3. Optional: Prepare Docker Image

Authenticate to Amazon Elastic Container Registry (ECR) in the target region

aws ecr get-login-password --region ap-northeast-1 | \
    docker login --username AWS --password-stdin \
    123456789012.dkr.ecr.ap-northeast-1.amazonaws.com

In the above command, as well as in the following shown below, make sure that you replace 123456789012 with your own account ID.

Build brickwall-maker Docker container:

docker build -t brickwall-maker .

Tag the Docker container to prepare it to be pushed to ECR:

docker tag brickwall-maker:latest 123456789012.dkr.ecr.ap-northeast-1.amazonaws.com/brickwall-maker:latest

Push the built Docker container to ECR

docker push 123456789012.dkr.ecr.ap-northeast-1.amazonaws.com/brickwall-maker:latest

4. Launch the CloudFormation template to deploy your ECS infrastructure

To deploy your ECS infrastructure, run the following command (replace your own private ECR URL or use our public URL) in the ParameterValue) to launch the CloudFormation template :

aws cloudformation create-stack --stack-name myECS-Stack \
--template-body file://DevOpsGuru.yaml \
--capabilities CAPABILITY_IAM CAPABILITY_NAMED_IAM \
--parameters ParameterKey=ImageUrl,ParameterValue=public.ecr.aws/p8v8e7e5/myartifacts:brickwallv1

5. Enable DevOps Guru to monitor the ECS Application

Run the following command to enable DevOps Guru for monitoring your ECS application:

aws cloudformation create-stack \
--stack-name EnableDevOpsGuruForCfnStack \
--template-body file://EnableDevOpsGuruForCfnStack.yaml \
--parameters ParameterKey=CfnStackNames,ParameterValue=myECS-Stack

6. Wait for base-lining of resources

This step lets DevOps Guru complete the baselining of the resources and benchmark the normal behavior. For this particular scenario, we recommend waiting two days before any insights are triggered.

Unlike other monitoring tools, the DevOps Guru dashboard would not present any counters or graphs. In the meantime, you can utilize CloudWatch Container Insights to monitor the cluster-level, task-level, and service-level metrics in ECS.

Brief 1:
State how many lines in the entries below contain the string "chocolate". Give the number alone.

Data records
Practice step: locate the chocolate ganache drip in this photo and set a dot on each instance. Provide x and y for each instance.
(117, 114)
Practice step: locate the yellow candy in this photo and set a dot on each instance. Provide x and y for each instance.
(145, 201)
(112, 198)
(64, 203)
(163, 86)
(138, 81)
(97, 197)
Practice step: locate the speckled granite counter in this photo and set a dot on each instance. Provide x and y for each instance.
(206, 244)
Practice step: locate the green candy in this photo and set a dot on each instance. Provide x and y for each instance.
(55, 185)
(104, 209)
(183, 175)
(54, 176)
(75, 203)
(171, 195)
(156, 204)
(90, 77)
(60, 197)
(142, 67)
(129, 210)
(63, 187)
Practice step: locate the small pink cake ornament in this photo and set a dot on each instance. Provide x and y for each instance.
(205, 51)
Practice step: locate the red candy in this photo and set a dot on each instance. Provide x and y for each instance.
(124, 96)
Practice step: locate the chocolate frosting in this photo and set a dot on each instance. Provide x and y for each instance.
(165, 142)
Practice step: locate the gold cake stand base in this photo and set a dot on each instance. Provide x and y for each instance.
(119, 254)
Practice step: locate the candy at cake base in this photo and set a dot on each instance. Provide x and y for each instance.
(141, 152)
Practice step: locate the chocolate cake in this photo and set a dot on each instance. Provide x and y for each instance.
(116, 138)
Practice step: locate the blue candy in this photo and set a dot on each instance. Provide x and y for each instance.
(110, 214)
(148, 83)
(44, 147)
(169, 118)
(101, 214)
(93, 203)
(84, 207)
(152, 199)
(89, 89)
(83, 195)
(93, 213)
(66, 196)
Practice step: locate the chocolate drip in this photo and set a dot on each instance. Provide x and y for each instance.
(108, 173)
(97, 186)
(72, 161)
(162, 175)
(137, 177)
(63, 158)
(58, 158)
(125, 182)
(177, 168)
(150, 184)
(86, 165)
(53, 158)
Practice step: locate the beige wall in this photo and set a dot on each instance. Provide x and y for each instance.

Brief 2:
From the deployment guide above, quote the part that opens with the words containing "Run the following command to" and closes with "metrics in ECS.".

Task answer 1:
4

Task answer 2:
Run the following command to enable DevOps Guru for monitoring your ECS application:

aws cloudformation create-stack \
--stack-name EnableDevOpsGuruForCfnStack \
--template-body file://EnableDevOpsGuruForCfnStack.yaml \
--parameters ParameterKey=CfnStackNames,ParameterValue=myECS-Stack

6. Wait for base-lining of resources

This step lets DevOps Guru complete the baselining of the resources and benchmark the normal behavior. For this particular scenario, we recommend waiting two days before any insights are triggered.

Unlike other monitoring tools, the DevOps Guru dashboard would not present any counters or graphs. In the meantime, you can utilize CloudWatch Container Insights to monitor the cluster-level, task-level, and service-level metrics in ECS.